--- BEGIN Records for the exercise ---

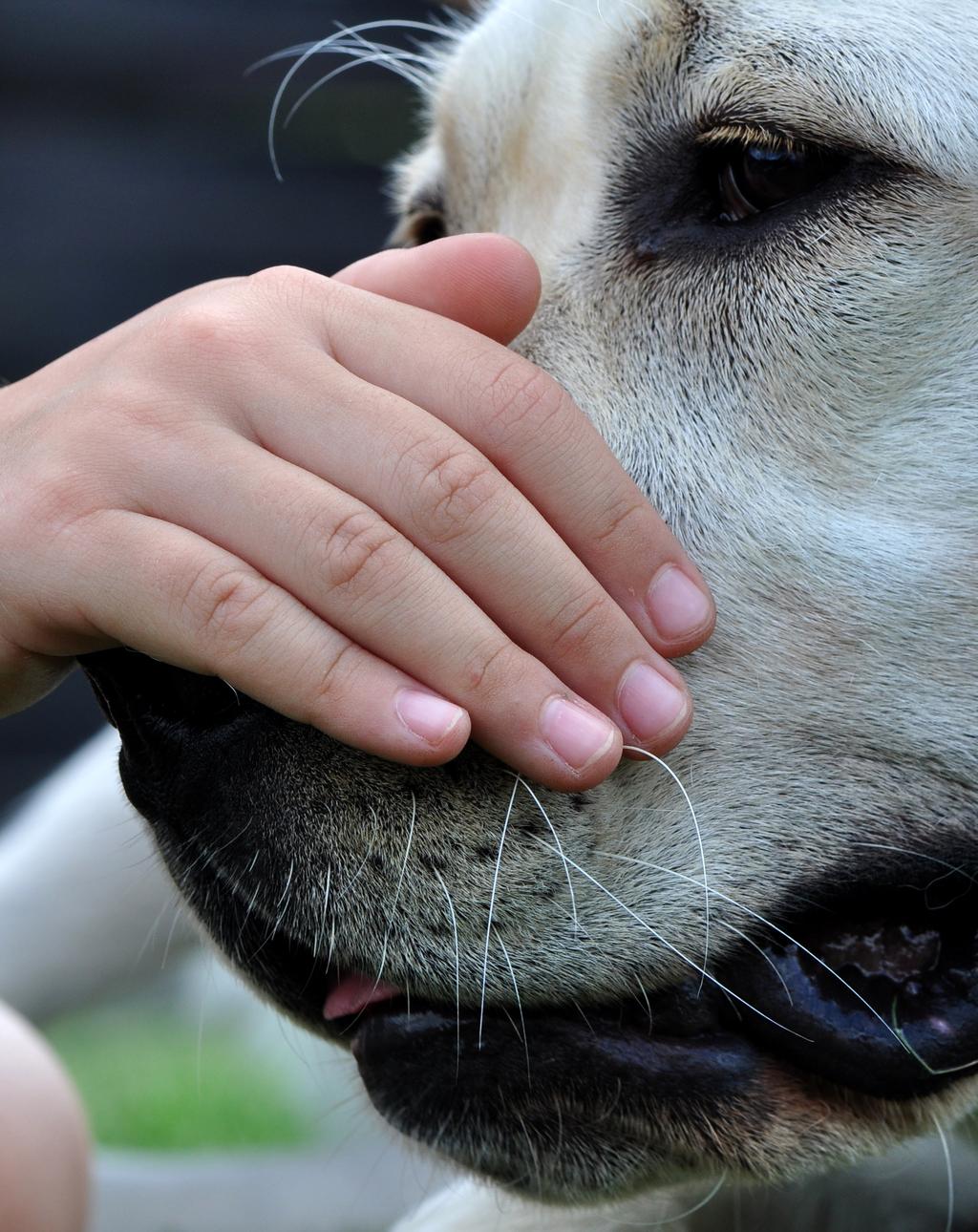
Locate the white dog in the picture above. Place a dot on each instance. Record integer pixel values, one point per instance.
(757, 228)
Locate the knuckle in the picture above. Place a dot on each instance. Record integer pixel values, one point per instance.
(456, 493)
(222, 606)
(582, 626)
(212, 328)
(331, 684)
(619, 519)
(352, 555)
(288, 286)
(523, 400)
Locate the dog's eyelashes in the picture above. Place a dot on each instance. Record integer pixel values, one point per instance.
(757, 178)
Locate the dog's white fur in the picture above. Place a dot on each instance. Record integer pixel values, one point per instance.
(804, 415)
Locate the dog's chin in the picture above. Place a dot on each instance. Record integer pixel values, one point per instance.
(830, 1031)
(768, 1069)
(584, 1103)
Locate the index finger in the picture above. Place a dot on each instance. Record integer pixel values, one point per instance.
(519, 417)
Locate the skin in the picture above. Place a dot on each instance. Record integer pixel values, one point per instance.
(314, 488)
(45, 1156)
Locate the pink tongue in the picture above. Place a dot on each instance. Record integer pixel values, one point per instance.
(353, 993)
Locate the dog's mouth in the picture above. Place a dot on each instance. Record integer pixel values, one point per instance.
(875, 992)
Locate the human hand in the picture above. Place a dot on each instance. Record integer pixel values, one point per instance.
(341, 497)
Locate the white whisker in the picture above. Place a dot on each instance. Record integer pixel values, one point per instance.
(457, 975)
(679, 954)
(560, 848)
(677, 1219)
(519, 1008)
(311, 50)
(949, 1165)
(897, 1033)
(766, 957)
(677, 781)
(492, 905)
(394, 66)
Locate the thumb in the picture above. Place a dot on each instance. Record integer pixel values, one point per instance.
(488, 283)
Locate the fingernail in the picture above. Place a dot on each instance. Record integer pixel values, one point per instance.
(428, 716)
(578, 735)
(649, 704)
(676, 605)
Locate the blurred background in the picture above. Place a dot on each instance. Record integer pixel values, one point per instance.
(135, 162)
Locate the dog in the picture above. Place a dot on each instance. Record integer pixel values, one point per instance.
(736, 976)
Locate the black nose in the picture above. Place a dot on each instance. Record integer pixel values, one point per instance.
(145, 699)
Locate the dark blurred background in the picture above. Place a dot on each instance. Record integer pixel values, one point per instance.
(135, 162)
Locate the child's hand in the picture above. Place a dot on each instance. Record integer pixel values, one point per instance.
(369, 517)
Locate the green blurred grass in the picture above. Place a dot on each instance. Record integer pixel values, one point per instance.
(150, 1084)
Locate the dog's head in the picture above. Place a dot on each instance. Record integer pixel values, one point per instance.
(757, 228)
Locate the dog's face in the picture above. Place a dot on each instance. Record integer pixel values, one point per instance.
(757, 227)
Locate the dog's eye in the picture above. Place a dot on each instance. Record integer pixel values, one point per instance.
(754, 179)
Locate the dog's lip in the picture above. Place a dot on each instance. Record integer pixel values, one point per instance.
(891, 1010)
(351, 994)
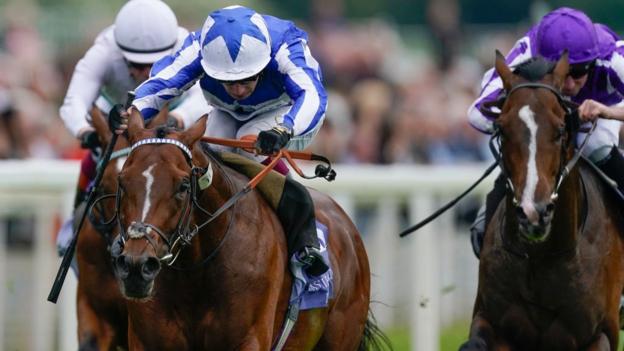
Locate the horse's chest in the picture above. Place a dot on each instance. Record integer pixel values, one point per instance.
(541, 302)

--- END Records for the exercise ---
--- BEGIN Records for the exercise ---

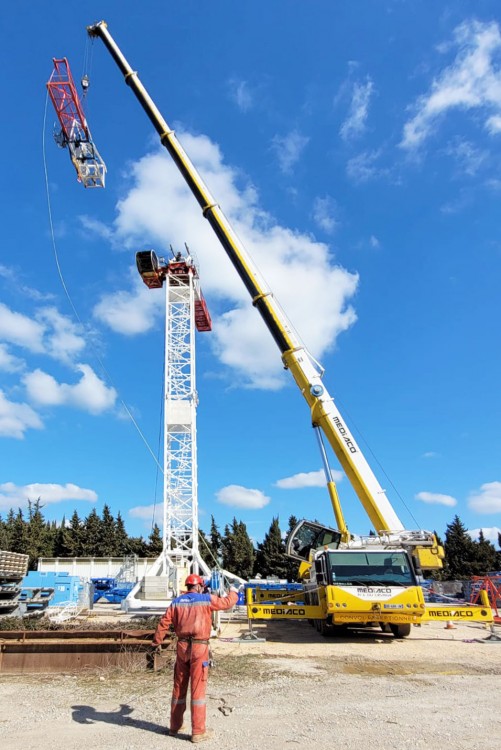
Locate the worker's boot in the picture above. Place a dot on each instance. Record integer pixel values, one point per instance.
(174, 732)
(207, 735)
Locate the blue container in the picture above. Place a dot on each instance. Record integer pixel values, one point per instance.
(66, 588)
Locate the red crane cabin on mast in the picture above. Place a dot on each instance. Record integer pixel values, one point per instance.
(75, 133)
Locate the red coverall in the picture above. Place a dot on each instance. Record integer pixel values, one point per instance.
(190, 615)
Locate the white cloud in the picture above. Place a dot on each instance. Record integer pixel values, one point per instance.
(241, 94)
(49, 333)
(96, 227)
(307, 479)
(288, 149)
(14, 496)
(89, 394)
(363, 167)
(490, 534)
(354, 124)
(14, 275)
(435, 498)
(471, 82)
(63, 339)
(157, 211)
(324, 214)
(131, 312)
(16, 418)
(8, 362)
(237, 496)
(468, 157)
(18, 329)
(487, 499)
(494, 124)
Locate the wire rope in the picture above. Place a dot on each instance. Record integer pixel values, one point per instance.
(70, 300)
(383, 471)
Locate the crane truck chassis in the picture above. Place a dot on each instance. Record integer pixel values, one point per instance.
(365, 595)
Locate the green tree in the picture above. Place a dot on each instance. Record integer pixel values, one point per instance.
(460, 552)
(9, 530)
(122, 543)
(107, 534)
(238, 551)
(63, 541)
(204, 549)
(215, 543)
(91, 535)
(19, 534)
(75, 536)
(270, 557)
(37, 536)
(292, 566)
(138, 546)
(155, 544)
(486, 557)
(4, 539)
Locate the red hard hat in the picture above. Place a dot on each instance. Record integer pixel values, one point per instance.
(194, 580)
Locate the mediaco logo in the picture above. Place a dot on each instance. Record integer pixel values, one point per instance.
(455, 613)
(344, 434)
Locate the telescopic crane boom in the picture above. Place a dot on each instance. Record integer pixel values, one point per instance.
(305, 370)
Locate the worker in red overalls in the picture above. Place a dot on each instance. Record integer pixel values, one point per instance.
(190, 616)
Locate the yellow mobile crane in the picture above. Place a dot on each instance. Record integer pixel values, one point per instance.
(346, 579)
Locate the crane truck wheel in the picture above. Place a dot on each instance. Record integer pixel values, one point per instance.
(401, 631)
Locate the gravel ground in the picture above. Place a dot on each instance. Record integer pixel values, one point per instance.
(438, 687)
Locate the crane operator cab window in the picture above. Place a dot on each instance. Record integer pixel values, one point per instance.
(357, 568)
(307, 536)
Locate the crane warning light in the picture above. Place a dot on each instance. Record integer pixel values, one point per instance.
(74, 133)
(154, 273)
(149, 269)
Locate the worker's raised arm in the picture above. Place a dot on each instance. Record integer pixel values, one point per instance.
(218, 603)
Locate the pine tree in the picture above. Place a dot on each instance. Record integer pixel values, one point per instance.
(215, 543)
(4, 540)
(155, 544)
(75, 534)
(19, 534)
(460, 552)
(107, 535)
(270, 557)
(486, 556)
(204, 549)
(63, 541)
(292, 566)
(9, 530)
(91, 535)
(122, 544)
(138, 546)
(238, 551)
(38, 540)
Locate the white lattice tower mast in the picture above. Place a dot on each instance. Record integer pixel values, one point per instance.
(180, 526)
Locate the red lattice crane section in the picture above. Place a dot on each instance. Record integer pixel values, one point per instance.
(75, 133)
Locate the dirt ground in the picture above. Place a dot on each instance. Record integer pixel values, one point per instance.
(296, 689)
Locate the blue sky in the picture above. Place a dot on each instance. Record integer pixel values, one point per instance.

--- END Records for the exercise ---

* [Written instruction] State how many lines in the items above contain the string "blurred", matching case exactly, and give only that number.

* [Result] 3